_Data extract_
┄┄┄┄┄┄
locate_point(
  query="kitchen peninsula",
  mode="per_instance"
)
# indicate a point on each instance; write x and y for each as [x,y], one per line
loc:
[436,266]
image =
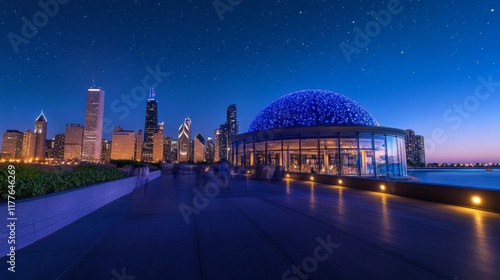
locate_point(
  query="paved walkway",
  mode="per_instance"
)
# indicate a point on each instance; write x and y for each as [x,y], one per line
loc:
[260,230]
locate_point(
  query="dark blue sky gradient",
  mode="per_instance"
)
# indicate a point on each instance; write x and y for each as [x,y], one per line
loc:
[423,63]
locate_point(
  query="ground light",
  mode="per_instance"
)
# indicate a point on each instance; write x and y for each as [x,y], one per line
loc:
[476,200]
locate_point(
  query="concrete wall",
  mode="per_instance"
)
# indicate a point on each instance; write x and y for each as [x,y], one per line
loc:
[40,216]
[462,196]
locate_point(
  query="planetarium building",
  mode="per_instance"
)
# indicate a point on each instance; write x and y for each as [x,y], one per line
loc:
[320,131]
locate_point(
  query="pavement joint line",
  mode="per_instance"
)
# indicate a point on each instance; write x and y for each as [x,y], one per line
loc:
[396,255]
[282,251]
[90,247]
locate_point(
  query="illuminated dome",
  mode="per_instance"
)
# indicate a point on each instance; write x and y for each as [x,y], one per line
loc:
[314,107]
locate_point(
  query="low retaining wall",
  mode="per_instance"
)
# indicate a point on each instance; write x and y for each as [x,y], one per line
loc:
[40,216]
[462,196]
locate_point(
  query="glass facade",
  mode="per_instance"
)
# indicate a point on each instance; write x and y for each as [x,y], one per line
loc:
[348,152]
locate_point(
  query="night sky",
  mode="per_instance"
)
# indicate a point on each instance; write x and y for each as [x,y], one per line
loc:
[420,70]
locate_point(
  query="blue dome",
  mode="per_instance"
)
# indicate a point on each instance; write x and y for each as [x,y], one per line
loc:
[312,107]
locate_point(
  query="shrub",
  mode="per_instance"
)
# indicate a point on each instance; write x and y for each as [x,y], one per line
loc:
[34,182]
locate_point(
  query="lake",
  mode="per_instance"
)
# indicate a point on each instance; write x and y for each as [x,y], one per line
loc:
[478,178]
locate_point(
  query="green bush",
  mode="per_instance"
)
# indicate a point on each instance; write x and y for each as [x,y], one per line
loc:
[31,182]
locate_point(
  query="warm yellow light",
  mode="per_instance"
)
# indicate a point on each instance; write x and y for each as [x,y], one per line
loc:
[476,199]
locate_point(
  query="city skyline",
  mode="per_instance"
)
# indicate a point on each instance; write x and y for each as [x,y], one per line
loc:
[432,68]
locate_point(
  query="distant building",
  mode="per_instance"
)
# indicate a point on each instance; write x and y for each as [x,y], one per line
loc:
[419,149]
[73,142]
[198,148]
[58,152]
[29,141]
[191,150]
[150,126]
[223,141]
[217,144]
[41,135]
[158,142]
[227,130]
[167,149]
[106,150]
[92,130]
[12,144]
[174,152]
[232,122]
[184,141]
[138,146]
[123,144]
[49,147]
[209,150]
[415,149]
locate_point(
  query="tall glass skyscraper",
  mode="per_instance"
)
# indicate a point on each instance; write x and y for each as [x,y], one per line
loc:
[150,126]
[92,130]
[41,135]
[184,141]
[73,142]
[232,121]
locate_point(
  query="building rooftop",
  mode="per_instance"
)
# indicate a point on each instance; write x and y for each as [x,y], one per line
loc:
[312,107]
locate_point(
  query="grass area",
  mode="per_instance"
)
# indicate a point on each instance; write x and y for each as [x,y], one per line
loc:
[31,181]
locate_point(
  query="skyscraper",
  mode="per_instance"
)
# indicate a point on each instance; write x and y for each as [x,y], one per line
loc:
[138,146]
[224,136]
[415,149]
[232,121]
[209,150]
[92,131]
[184,141]
[167,149]
[49,147]
[29,141]
[217,144]
[41,135]
[175,151]
[12,144]
[158,142]
[105,150]
[232,128]
[199,148]
[419,149]
[150,126]
[73,142]
[58,147]
[122,144]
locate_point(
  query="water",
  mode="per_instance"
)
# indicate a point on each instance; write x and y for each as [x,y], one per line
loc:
[477,178]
┄┄┄┄┄┄
_Task brief_
Go through the entries above and print each one exactly, minus the pictures.

_Worked answer_
locate_point(
  query="kitchen peninsula",
  mode="per_instance"
)
# indicate a point on each instance; write x and y for each as [x,y], one per line
loc:
[436,266]
image =
locate_point(
  query="paved walkway",
  mode="per_instance"
)
# indicate a point on each instance; write x and y for each as [x,y], one per line
loc:
[260,230]
locate_point(
  query="dark blue sky gradient",
  mode="per_instance"
)
# indicate a point on each instance; write x and y for each as [x,y], one per line
loc:
[423,63]
locate_point(
  query="ground light",
  mode="per_instance"
)
# indicate a point on each instance; write x and y for each as [x,y], one per line
loc:
[476,200]
locate_point(
  query="concrete wall",
  mode="per_instance"
)
# indicate a point on each instance; write x and y for each as [x,y], one per line
loc:
[40,216]
[462,196]
locate_point(
  query="planetarium building",
  mode="per_instance"
)
# indicate a point on each instance; write x and y for each as [x,y], one per line
loc:
[320,131]
locate_point(
  query="pavement joint line",
  mode="per_instance"
)
# indicate a point on each instance; write x and y for each as [x,y], one per line
loc:
[396,255]
[282,251]
[90,247]
locate_point(
  query="illuminated dome",
  mode="per_instance"
)
# indicate a point on each instance; write x and y for each as [x,y], one per line
loc:
[314,107]
locate_point(
  query="low retaining wall",
  mode="per_instance"
)
# indicate a point on each instance; write x and y for each as [x,y], one per line
loc:
[40,216]
[462,196]
locate_point(
  query="glass facade",
  mode="per_instance"
)
# indicate a point on each instance; write x and y for each as [x,y], one per line
loc:
[348,152]
locate_point(
  query="night sky",
  mode="per_instance"
)
# indicate a point on each instance; write x and y for each as [x,y], one per line
loc:
[420,70]
locate_point(
  query="blue dome",
  mode="per_instance"
)
# indicate a point on each instance; write x and y for each as [x,y], one per line
loc:
[312,107]
locate_point(
  query="shrub",
  mode="per_instance"
)
# indicate a point on each instance; write x and y for each as [x,y], one per line
loc:
[34,182]
locate_point(
  query="lake",
  mode="per_instance"
)
# indicate a point on each instance; write x and y for each as [x,y], one per line
loc:
[478,178]
locate_point(
  query="green bush",
  mode="per_instance"
)
# indicate a point on each instance; write x and y for each as [x,y], one per line
loc:
[31,182]
locate_point(
  query="warm yellow light",
  mode="per_instance"
)
# indicate a point on each instance; write x and y for each as [x,y], one per line
loc:
[476,199]
locate_point(
  query="city skyline",
  mode="per_instance"
)
# indicate a point on each instance; write x and y for each as [x,y], one per line
loc:
[432,68]
locate_point(
  query="distant building",
  mode="per_instance"
)
# indicate a point on each instance; write x and y for each as [x,y], one per line
loc:
[419,149]
[73,142]
[198,148]
[58,152]
[29,141]
[191,150]
[150,126]
[223,141]
[217,144]
[41,135]
[158,142]
[227,130]
[167,149]
[106,150]
[92,130]
[12,144]
[174,152]
[232,122]
[184,141]
[138,146]
[123,144]
[49,147]
[209,150]
[415,149]
locate_point(
  query="tall glass skyscraper",
  mode="per_instance"
)
# indicate a point on each instance; write x and y for each as [x,y], one per line
loc:
[150,126]
[92,130]
[41,135]
[184,141]
[73,142]
[232,121]
locate_point(
  query="building rooftop",
  mode="per_instance"
)
# indicate a point on each instance; write x and y for each as [x,y], one per line
loc:
[312,107]
locate_point(
  query="grass area",
  mode="per_instance"
)
# indicate a point on each instance; write x and y for each as [x,y], one per line
loc:
[31,181]
locate_point(
  query="skyscraper",
  mode="per_instance"
)
# indicate a point on each instance; write x and y for each as [x,y], one per line
loc:
[138,146]
[224,136]
[415,149]
[232,121]
[209,150]
[92,131]
[184,141]
[167,149]
[49,147]
[29,141]
[217,144]
[41,135]
[175,151]
[12,144]
[158,142]
[105,150]
[232,128]
[199,148]
[419,149]
[150,126]
[73,142]
[58,147]
[122,144]
locate_point(
  query="water",
  mode="per_instance"
)
# indicate a point on each instance; write x and y for each as [x,y], one per line
loc:
[477,178]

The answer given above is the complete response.